When Jérôme Wirth and his business partner, Frédéric Herbinet, launched their Internet startup, Beweb, in 1997, France seemed like a good place for a young person to enter Europe's burgeoning New Economy. The partners set up shop in the Sentier, a funky Paris neighborhood where the government was encouraging high-tech companies to move into abandoned turn-of-the-century garment factories. Today, Beweb is a $2.5 million-a-year business providing software and services to e-commerce companies. It has operations in Britain and plans to expand across Europe.
But Beweb is saying au revoir to Paris and moving this spring to London, where Wirth reckons payroll taxes will be less than one-fourth the 45% the company now pays. The coup de grâce for Beweb, though, was a French law cutting the maximum workweek from 39 to 35 hours. Introduced two years ago for major employers, it was extended this year to businesses with under 20 workers. Hiring extra staff to make up the lost work hours is impractical for Beweb, which has 15 employees with duties ranging from bookkeeping to Web design. "It's impossible," sighs the 33-year-old Wirth. "I love France, but I am very pessimistic for my country." As for this spring's presidential and parliamentary elections, he scoffs, "whoever wins, they won't change anything."

What this exercise asks:
**1.** Answer these from the Beweb article:
(a) In what year was Beweb launched?
(b) How many employees does Beweb have?
(c) The French law cut the maximum workweek from how many hours to how many?
**2.** Reproduce the part of the Beweb article starting with "When Jérôme Wirth" and going on through "expand across Europe.".
The rows that come next aren't needed for anything here.

Entries supplied:
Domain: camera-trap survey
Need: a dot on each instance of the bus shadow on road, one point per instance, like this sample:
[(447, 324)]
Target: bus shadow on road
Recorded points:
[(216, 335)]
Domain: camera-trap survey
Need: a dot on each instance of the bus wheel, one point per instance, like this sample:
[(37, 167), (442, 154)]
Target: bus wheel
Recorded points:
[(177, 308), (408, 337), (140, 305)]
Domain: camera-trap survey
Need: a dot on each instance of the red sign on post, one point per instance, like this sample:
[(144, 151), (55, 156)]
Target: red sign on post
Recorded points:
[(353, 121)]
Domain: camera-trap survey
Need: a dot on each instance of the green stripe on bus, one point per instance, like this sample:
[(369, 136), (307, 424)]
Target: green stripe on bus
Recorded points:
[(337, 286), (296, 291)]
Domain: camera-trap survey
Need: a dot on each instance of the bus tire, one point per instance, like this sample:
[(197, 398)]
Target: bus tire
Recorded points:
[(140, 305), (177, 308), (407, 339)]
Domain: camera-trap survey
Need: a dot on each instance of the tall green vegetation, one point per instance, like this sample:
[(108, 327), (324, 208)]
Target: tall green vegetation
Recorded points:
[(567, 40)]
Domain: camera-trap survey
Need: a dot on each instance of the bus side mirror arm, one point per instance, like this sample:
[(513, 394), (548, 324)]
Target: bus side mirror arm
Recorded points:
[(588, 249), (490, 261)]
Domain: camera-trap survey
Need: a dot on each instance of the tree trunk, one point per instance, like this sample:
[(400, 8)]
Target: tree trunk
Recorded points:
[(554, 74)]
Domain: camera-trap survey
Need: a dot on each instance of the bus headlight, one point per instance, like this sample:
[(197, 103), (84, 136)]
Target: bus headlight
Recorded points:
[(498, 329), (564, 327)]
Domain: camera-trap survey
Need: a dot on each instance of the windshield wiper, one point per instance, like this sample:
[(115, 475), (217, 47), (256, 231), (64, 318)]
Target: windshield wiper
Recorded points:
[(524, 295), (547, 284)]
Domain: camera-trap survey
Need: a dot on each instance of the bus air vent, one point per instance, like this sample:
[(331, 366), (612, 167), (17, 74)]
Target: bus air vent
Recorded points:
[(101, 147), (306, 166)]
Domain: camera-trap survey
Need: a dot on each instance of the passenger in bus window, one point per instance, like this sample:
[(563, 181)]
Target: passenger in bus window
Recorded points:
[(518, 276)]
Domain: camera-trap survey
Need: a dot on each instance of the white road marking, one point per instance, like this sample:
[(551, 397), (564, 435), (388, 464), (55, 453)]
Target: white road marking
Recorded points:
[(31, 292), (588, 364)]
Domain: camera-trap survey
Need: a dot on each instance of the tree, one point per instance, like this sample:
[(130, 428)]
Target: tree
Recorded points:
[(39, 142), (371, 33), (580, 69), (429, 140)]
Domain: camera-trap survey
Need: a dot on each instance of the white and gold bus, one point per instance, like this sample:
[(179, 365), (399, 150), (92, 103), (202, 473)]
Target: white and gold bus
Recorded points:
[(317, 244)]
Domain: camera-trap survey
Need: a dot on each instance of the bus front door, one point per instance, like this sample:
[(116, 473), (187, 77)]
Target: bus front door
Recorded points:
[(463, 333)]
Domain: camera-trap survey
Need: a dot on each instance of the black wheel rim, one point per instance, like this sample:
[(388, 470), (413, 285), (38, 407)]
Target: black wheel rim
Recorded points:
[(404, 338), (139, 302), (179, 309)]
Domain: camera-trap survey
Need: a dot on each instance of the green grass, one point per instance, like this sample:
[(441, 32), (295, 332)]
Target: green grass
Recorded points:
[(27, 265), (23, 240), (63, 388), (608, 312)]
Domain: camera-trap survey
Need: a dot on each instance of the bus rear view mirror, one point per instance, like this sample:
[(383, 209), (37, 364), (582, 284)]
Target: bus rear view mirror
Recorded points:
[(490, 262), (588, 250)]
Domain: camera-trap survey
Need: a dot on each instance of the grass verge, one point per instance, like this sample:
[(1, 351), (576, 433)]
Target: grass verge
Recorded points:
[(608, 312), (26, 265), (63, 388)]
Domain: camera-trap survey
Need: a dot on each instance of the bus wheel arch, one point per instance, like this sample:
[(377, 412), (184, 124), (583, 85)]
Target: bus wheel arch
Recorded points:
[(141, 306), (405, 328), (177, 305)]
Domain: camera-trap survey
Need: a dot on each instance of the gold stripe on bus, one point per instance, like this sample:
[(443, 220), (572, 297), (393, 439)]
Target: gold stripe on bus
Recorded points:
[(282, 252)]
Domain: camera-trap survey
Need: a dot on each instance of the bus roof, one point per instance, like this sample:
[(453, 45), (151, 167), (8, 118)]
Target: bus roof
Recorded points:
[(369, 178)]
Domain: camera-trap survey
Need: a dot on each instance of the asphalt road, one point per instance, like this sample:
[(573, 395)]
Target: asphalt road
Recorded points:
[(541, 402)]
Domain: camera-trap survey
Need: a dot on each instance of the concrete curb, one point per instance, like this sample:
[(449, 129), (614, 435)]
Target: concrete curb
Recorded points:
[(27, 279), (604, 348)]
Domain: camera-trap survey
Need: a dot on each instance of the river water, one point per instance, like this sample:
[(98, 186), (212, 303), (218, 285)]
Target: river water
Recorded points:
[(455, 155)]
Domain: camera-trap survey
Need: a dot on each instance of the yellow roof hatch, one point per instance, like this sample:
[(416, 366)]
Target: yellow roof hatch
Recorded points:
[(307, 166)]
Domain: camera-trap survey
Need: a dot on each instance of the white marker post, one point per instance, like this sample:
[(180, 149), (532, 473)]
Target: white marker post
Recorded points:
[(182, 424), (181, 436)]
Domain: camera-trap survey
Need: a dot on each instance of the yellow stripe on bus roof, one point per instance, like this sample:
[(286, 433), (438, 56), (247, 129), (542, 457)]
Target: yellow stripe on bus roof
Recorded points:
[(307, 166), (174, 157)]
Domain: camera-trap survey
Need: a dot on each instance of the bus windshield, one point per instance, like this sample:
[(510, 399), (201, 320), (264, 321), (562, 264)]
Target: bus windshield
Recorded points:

Answers to each task:
**1.**
(a) 1997
(b) 15
(c) From 39 hours to 35 hours

**2.**
When Jérôme Wirth and his business partner, Frédéric Herbinet, launched their Internet startup, Beweb, in 1997, France seemed like a good place for a young person to enter Europe's burgeoning New Economy. The partners set up shop in the Sentier, a funky Paris neighborhood where the government was encouraging high-tech companies to move into abandoned turn-of-the-century garment factories. Today, Beweb is a $2.5 million-a-year business providing software and services to e-commerce companies. It has operations in Britain and plans to expand across Europe.